» **JOB A**:
Translate this sentence from the cookbook passage into Spanish: "Many culinary historians say the former, but here it clearly means the latter, for puff paste, which always takes roughly equal weights of flour and butter, is here made with 8 pounds of butter."
» **JOB B**:
Rewrite the cookbook passage from "A highly interesting" to "pounds of butter.", substituting "beef pasty" for "venison pasty".
— Begin EXCERPT PROVIDED —
The book covers most of the common dishes of Restoration-era English cusine: hashed calf's head, chicken fricassee, and Scotch collops; orange, "quaking," rice, marrow, and almond puddings; great pyes of mutton, turkey, lamb, chicken, goose, and calf's head; potted and collared meats and cucumber pickles; fruit preserves and a few fruit confections, including "clear cakes"; dessert biskets and creams; and sweet wines and possets.

The book contains several noteworthy recipes. "To make a whitepot" (page/leaf 9v) outlines this ancient Devonshire custard dish in a novel version that emerged around 1650. The "Sak possit" on page/leaf 10r is, atypically, topped with a meringue, which is beaten with a (wooden) "wisk." The unsual "Lumbard Pye," specified as served in the "second course" (page/leaf 21r), entails 'well sweetened' bready forcemeat balls of veal kidney (or other meats, if kidneys are lacking) laid in a crust with beef marrow and candied and preserved fruits, all moistened with a "caudle" of sack, eggs, butter, and sugar after the pie is baked. There is a somewhat unusual recipe for almond cheesecakes with custard curd on page/leaf 21v; a tempting "Sawce for ffresh ffish" on page/leaf 28r (1 pound butter, with horseradish, lemon, and 1/2 pint oysters); and an equally tempting strawberry fool on page/leaf 30v, with 1 quart of rich cream custard and 1 quart of crushed ripe strawberries.

A highly interesting memorandum appears on page/leaf 30v: "How much Butter you must put to a peck of fflower for all sorts of paste," the pastes listed being "pye and tarte paste," "puft paste," "pasty paste" (for large meats en croûte, like venison pasty); and "custard paste." It is much debated whether the flour peck, seen in countless early English recipes, generally means an understood weight of 14 pounds or a peck measure, that is 2 gallons, or approximately 8 pounds. Many culinary historians say the former, but here it clearly means the latter, for puff paste, which always takes roughly equal weights of flour and butter, is here made with 8 pounds of butter.
— End EXCERPT PROVIDED —
— Begin EXTRACTED DATA —
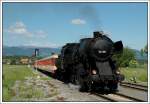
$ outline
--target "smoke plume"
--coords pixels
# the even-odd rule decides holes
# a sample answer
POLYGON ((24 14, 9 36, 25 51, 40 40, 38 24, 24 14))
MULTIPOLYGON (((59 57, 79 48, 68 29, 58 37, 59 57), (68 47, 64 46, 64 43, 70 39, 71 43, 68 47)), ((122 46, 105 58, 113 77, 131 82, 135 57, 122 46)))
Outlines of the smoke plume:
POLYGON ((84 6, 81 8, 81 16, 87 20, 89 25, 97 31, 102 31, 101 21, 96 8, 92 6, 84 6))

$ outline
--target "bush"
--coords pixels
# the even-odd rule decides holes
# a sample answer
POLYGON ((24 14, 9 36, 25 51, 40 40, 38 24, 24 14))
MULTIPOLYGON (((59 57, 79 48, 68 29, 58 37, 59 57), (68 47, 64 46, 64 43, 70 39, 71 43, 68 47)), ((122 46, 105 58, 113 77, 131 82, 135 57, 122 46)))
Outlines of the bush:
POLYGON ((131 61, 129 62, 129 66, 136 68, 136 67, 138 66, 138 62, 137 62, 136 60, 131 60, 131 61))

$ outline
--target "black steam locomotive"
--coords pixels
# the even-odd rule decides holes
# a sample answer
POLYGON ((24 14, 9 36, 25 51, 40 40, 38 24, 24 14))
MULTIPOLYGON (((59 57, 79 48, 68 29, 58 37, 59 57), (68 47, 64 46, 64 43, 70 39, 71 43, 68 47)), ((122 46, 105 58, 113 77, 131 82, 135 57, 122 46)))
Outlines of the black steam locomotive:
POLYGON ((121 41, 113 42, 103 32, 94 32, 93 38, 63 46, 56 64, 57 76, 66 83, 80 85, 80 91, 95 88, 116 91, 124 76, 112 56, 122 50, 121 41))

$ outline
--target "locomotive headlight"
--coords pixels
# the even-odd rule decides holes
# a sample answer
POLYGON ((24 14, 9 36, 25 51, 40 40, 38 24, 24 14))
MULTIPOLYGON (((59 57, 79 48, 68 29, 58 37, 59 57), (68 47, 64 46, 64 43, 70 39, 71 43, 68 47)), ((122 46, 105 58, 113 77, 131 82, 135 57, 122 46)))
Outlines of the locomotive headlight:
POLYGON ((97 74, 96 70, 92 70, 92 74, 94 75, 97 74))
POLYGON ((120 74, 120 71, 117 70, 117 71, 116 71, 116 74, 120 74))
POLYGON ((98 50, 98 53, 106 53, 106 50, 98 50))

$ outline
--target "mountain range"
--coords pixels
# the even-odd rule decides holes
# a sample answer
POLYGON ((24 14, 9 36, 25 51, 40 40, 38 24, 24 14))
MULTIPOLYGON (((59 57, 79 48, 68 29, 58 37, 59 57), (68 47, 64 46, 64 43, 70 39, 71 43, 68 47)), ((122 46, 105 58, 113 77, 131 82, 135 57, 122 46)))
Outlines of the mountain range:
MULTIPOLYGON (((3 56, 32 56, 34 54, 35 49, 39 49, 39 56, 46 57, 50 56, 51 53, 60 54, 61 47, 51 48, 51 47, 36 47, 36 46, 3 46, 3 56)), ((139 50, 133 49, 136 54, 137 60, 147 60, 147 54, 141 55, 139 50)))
— End EXTRACTED DATA —
» **REPLY A**:
Muchos historiadores de la cocina dicen lo primero, pero aquí significa claramente lo segundo, pues la masa de hojaldre, que siempre lleva pesos aproximadamente iguales de harina y mantequilla, se hace aquí con 8 libras de mantequilla.

» **REPLY B**:
A highly interesting memorandum appears on page/leaf 30v: "How much Butter you must put to a peck of fflower for all sorts of paste," the pastes listed being "pye and tarte paste," "puft paste," "pasty paste" (for large meats en croûte, like beef pasty); and "custard paste." It is much debated whether the flour peck, seen in countless early English recipes, generally means an understood weight of 14 pounds or a peck measure, that is 2 gallons, or approximately 8 pounds. Many culinary historians say the former, but here it clearly means the latter, for puff paste, which always takes roughly equal weights of flour and butter, is here made with 8 pounds of butter.